### HOW TO COMPLETE THIS TASK
Reproduce word for word the passage of the DNA origami text starting with "2. Shawn Douglas" and going on through "nm in width(4).".

While the same DNA assembly method is used by everyone in the field, the architecture of the patterns differ and determine the pixel resolution, pattern size, precision, and accuracy. Precision and accuracy of the pattern are not measured in this field. Rather, the amount of defect free patterns over the total number of patterns is measured as yield. There are always many left over DNA strands that are washed away with this measurement. Here are some of the architectures I found:

  1. The first 3D DNA origami was a 22 nm diameter octahedron made with a 1.7 kilobase scaffold strand and five shorter strands(1).
  2. Shawn Douglas really extended 2D DNA origami to 3D DNA origami outside of polyhedra in 2009(2). Shawn’s design uses layers of helices in a honeycomb lattice in which staple strands crossover with holiday junctions achieving 200 nm shapes. However, the pixel size is around 20 nm X 20 nm and it takes a week to assemble. This architecture also allows bending the pixels up to 180 degrees and twisting the pixels up to 36 degrees(3). Ryosuke Iinuma was able to use the same strategy to create much larger patterns up to 300 nm in width(4).

(Source records)

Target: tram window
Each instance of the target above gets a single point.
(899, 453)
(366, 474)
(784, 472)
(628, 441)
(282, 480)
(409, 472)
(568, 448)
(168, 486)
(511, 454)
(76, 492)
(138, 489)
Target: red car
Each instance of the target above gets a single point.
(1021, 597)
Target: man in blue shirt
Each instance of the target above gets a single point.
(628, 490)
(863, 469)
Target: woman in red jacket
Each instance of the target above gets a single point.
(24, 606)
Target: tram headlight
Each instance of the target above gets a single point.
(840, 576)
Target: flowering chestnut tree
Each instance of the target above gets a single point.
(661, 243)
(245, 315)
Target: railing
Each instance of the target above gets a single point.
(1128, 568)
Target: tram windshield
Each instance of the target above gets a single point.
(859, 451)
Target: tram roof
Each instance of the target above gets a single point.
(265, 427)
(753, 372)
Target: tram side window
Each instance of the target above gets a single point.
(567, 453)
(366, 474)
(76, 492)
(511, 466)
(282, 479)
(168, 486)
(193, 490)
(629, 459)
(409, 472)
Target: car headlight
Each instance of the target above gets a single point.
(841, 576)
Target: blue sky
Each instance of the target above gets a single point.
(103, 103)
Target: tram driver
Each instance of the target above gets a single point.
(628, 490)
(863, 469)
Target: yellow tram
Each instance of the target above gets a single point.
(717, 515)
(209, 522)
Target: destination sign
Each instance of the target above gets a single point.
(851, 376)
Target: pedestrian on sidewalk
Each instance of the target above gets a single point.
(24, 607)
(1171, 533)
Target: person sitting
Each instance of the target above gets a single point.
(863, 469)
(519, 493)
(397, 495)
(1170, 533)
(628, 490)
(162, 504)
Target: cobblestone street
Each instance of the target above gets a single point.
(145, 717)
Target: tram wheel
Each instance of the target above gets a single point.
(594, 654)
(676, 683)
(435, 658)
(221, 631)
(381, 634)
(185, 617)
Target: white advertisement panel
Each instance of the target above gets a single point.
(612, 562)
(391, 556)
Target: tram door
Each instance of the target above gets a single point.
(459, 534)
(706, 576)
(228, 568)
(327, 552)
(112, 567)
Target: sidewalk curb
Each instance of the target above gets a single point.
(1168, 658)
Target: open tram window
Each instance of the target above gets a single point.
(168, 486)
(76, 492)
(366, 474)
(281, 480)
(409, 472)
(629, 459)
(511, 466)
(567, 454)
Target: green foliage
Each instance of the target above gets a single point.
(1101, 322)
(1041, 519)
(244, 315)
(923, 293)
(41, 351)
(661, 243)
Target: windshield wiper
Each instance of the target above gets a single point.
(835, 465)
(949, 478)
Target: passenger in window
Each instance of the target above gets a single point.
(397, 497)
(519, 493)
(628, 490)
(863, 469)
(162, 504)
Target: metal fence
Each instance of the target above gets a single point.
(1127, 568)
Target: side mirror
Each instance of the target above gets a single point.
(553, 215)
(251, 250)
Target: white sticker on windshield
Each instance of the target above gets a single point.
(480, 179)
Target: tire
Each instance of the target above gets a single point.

### EXERCISE ANSWER
2. Shawn Douglas really extended 2D DNA origami to 3D DNA origami outside of polyhedra in 2009(2). Shawn’s design uses layers of helices in a honeycomb lattice in which staple strands crossover with holiday junctions achieving 200 nm shapes. However, the pixel size is around 20 nm X 20 nm and it takes a week to assemble. This architecture also allows bending the pixels up to 180 degrees and twisting the pixels up to 36 degrees(3). Ryosuke Iinuma was able to use the same strategy to create much larger patterns up to 300 nm in width(4).